- [SOURCE EXCERPT]:
----------------------------------------

I’ve read over ten million words on substack this year according to my stats and I am happy to say that all those words added to my knowledge base in a positive direction, this substack certainly included.
Well said, John, and so true. There’s so much information out there. It’s too bad that so many people spend so much time ingesting useless at best, and harmful at worst, bullshit.
PS- I used to love going to CPAC back in the 80’s and loved reading Robert Novak and watching him on TV.
Marketing is done at the subconscious psychological and emotional level.
Socrates explained influence technique to focus on the logos, ethos and pathos of the subject. I am mostly logos... have always been that way. My wine, my cigars, my cars, etc... are all purchased based on an analysis of value and fit for my needs. I forced my wife to purchase a luxury SUV after her 2015 Ford Edge blew a head gasket with 70k miles. But it was one with top-level reviews for reliability, performance and operation.
I believe that I am a contrarian with more self-awareness and more self-confidence than the average person. It sounds like bragging, but it just my sense as I have lived my life. I connect it to a combination of my God-given personality and talents... combined with my life-path. I see my psychological and emotional impulses and they become criteria in my choices and opinions. I know that I like being seen driving my wife's luxury car, but I pushed that down in my list of reasons I wanted to buy the car. She wanted a Subaru, but I am 6' 3" and the Outback is too small. Note too that I also like that I drive a 2015 Ford F150. I like it when I pick up my top sales employee at the airport. He drives a $160k Bently. But I recognize too that this "like" of mine is just another type of psychological/emotional crap in my head... that I am "better" because I don't need to signal how successful I am driving a $160k car. That self-awareness causes me to tamp that crap down. I drive the truck because it fits me, it is paid for, it is comfortable, quiet, powerful reliable (at this point). I really don't care what anyone else thinks about me driving that truck.

----------------------------------------

- [SET EXERCISE 1]: Filter the rows below and copy every line that contains the string "target". Case counts.

----------------------------------------

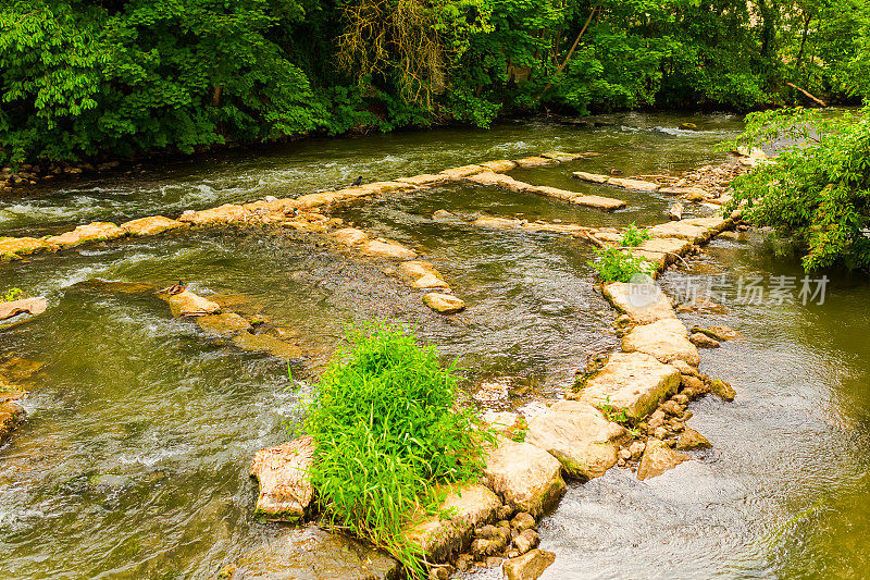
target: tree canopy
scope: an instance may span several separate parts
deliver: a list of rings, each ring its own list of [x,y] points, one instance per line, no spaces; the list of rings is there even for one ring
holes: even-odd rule
[[[748,110],[870,79],[866,0],[8,0],[0,160],[539,110]]]

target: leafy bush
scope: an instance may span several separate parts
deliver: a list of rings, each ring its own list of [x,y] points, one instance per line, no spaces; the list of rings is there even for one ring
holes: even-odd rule
[[[641,230],[632,222],[629,224],[629,227],[625,229],[625,232],[622,233],[622,245],[636,247],[651,237],[652,234],[650,234],[649,231]]]
[[[728,145],[783,140],[774,163],[734,180],[725,211],[745,200],[745,218],[791,237],[808,271],[870,271],[870,111],[837,119],[800,108],[753,113],[745,133]]]
[[[421,554],[403,536],[414,509],[435,513],[434,485],[482,466],[471,411],[456,408],[452,369],[434,347],[373,324],[348,331],[304,421],[316,442],[311,482],[323,518],[386,548],[412,573]]]
[[[630,282],[634,274],[651,274],[655,264],[645,258],[632,256],[621,248],[595,250],[597,260],[587,262],[598,273],[601,282]]]

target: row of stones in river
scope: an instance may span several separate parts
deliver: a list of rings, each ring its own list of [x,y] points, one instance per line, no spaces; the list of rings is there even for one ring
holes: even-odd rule
[[[732,229],[736,218],[736,214],[728,219],[701,218],[652,226],[649,230],[656,237],[649,242],[664,242],[636,251],[649,255],[663,269],[671,261],[670,254],[652,250],[667,247],[673,255],[685,254],[694,244]],[[505,226],[506,221],[499,221],[498,225]],[[509,226],[522,227],[523,223],[512,221]],[[564,231],[574,232],[572,227]],[[499,436],[496,445],[486,449],[480,483],[445,490],[447,498],[443,507],[452,510],[451,518],[423,514],[414,518],[407,536],[421,547],[428,562],[455,560],[469,547],[475,533],[481,538],[482,527],[504,523],[514,514],[542,517],[558,504],[566,490],[566,477],[587,480],[612,468],[620,460],[620,453],[626,453],[632,435],[621,424],[610,421],[602,409],[613,415],[624,411],[631,420],[639,421],[668,397],[683,396],[687,402],[697,396],[693,393],[689,397],[685,386],[700,382],[698,350],[676,318],[670,299],[659,292],[656,299],[638,307],[632,296],[634,288],[629,284],[611,283],[602,289],[627,322],[622,351],[610,356],[600,371],[582,384],[568,388],[564,399],[548,403],[543,412],[529,421],[523,442]],[[675,395],[681,387],[686,395]],[[639,479],[658,476],[691,459],[652,436],[639,448]],[[313,456],[310,437],[258,452],[251,466],[251,476],[260,483],[258,514],[290,520],[311,516],[315,492],[304,473]],[[506,563],[506,570],[520,558],[551,562],[540,550],[519,555],[513,550],[514,558]]]

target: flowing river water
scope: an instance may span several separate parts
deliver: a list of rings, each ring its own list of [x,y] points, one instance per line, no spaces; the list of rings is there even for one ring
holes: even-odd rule
[[[468,304],[445,318],[376,263],[283,231],[203,230],[111,242],[0,264],[0,291],[45,295],[49,310],[0,331],[0,355],[42,362],[27,421],[0,448],[0,578],[207,578],[275,534],[256,520],[253,453],[285,440],[300,393],[344,325],[408,324],[456,360],[472,391],[510,378],[517,407],[556,396],[587,355],[616,344],[583,242],[432,219],[438,209],[648,225],[657,194],[582,184],[571,171],[679,172],[724,155],[730,115],[626,114],[597,123],[501,124],[308,140],[229,151],[132,173],[59,182],[0,198],[0,235],[44,235],[95,220],[176,217],[227,201],[286,197],[544,150],[600,157],[512,175],[627,202],[601,213],[492,187],[449,185],[348,206],[336,215],[432,261]],[[676,128],[693,122],[699,131]],[[687,208],[708,214],[709,208]],[[717,239],[662,284],[719,276],[798,276],[788,248],[762,233]],[[776,251],[774,251],[776,250]],[[724,277],[722,277],[724,276]],[[287,366],[209,336],[133,286],[187,281],[288,329],[307,355]],[[569,486],[540,528],[557,554],[544,578],[862,578],[870,573],[870,285],[832,276],[824,304],[742,304],[684,321],[741,336],[701,351],[734,403],[695,402],[689,425],[713,444],[696,461],[638,482],[612,469]],[[499,408],[499,407],[496,407]],[[481,571],[471,578],[499,578]]]

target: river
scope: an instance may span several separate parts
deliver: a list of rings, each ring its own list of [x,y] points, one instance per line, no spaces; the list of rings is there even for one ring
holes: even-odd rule
[[[50,303],[33,322],[0,331],[0,354],[45,363],[25,400],[27,422],[0,449],[0,578],[207,578],[273,535],[275,526],[252,517],[250,459],[286,437],[298,419],[299,393],[348,322],[407,324],[457,360],[469,390],[502,377],[525,386],[502,407],[559,393],[588,353],[617,341],[613,313],[593,289],[588,246],[438,222],[432,213],[658,223],[667,220],[667,196],[616,193],[570,172],[656,174],[718,162],[724,153],[716,144],[741,128],[738,118],[725,114],[592,121],[307,140],[0,198],[0,235],[44,235],[95,220],[176,217],[227,201],[302,195],[357,175],[375,181],[559,149],[601,156],[512,175],[629,203],[607,214],[449,185],[336,213],[435,263],[469,304],[451,318],[422,306],[384,275],[384,264],[285,231],[183,233],[0,264],[0,291],[17,286]],[[676,128],[684,122],[699,131]],[[793,255],[773,249],[757,232],[717,239],[663,284],[676,292],[686,279],[704,283],[713,274],[731,287],[747,276],[803,275]],[[288,377],[284,362],[172,319],[147,294],[92,282],[166,286],[179,279],[288,329],[307,360]],[[707,397],[691,406],[689,425],[713,448],[646,482],[613,469],[570,485],[542,525],[542,547],[557,554],[544,578],[870,573],[868,289],[860,279],[832,276],[822,305],[734,301],[724,311],[686,316],[686,322],[724,323],[741,333],[701,353],[701,370],[731,381],[738,394],[734,403]]]

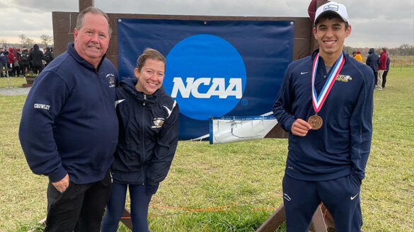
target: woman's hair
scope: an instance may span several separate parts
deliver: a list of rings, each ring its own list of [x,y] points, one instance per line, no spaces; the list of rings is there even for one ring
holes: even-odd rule
[[[154,49],[147,47],[137,59],[137,69],[138,69],[138,72],[141,71],[141,69],[142,69],[144,64],[145,64],[145,62],[148,59],[160,61],[164,63],[164,65],[166,64],[166,57],[162,54]]]

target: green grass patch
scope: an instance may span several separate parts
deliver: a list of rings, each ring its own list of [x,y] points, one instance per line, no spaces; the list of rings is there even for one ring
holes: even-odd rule
[[[391,68],[386,88],[374,92],[372,152],[361,192],[365,231],[414,231],[413,92],[414,68],[404,67]],[[30,172],[17,135],[25,98],[0,95],[1,231],[26,232],[46,215],[47,179]],[[150,228],[254,231],[282,202],[287,151],[282,139],[180,141],[151,202]],[[128,231],[124,226],[118,231]]]
[[[20,88],[26,83],[24,77],[0,78],[0,88]]]

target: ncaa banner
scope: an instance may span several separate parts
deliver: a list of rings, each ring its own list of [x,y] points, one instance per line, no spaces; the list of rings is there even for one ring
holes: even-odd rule
[[[208,138],[210,118],[268,113],[292,60],[292,21],[117,21],[121,78],[134,76],[146,47],[166,57],[163,86],[180,107],[181,140]]]

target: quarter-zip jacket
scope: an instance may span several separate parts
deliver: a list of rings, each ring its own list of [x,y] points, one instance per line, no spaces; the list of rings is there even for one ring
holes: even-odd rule
[[[124,78],[117,87],[120,134],[111,173],[115,182],[158,185],[177,147],[178,105],[163,87],[146,95],[137,81]]]
[[[315,114],[312,105],[311,56],[289,65],[273,105],[282,128],[289,132],[285,173],[303,180],[328,180],[364,176],[371,148],[374,75],[371,69],[345,54],[345,62],[318,115],[322,127],[305,137],[292,134],[293,122]],[[329,73],[319,58],[315,87],[321,92]]]
[[[117,142],[117,79],[108,59],[103,57],[96,69],[73,42],[42,71],[26,98],[18,132],[33,173],[52,182],[67,173],[76,184],[103,179]]]

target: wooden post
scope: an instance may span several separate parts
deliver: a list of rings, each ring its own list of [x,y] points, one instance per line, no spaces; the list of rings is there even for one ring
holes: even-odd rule
[[[131,221],[131,214],[127,209],[124,209],[122,216],[121,216],[121,222],[124,224],[130,230],[132,230],[132,222]],[[151,230],[148,228],[148,232],[152,232]]]
[[[327,226],[335,228],[333,220],[329,212],[326,211],[323,205],[320,205],[315,211],[312,221],[311,223],[310,231],[313,232],[326,232]],[[284,207],[282,204],[273,214],[272,214],[255,232],[273,232],[276,230],[283,221],[286,216],[284,214]]]
[[[79,12],[87,7],[93,6],[93,2],[94,0],[79,0]]]

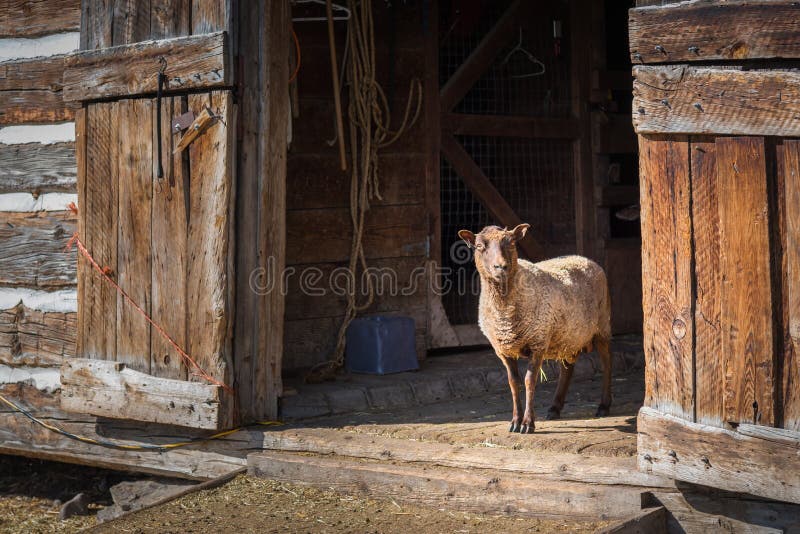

----------------------------------------

- [SET EXERCISE 2]: From the reader comments above, write out the part that opens with the words containing "Marketing is done" and closes with "performance and operation.".

- [FULL OUTPUT 1]:
target: tree canopy
target: leafy bush
target: row of stones in river
target: flowing river water
target: river
target: woman's hair
target: green grass patch
target: ncaa banner
target: quarter-zip jacket
target: wooden post

- [FULL OUTPUT 2]:
Marketing is done at the subconscious psychological and emotional level.
Socrates explained influence technique to focus on the logos, ethos and pathos of the subject. I am mostly logos... have always been that way. My wine, my cigars, my cars, etc... are all purchased based on an analysis of value and fit for my needs. I forced my wife to purchase a luxury SUV after her 2015 Ford Edge blew a head gasket with 70k miles. But it was one with top-level reviews for reliability, performance and operation.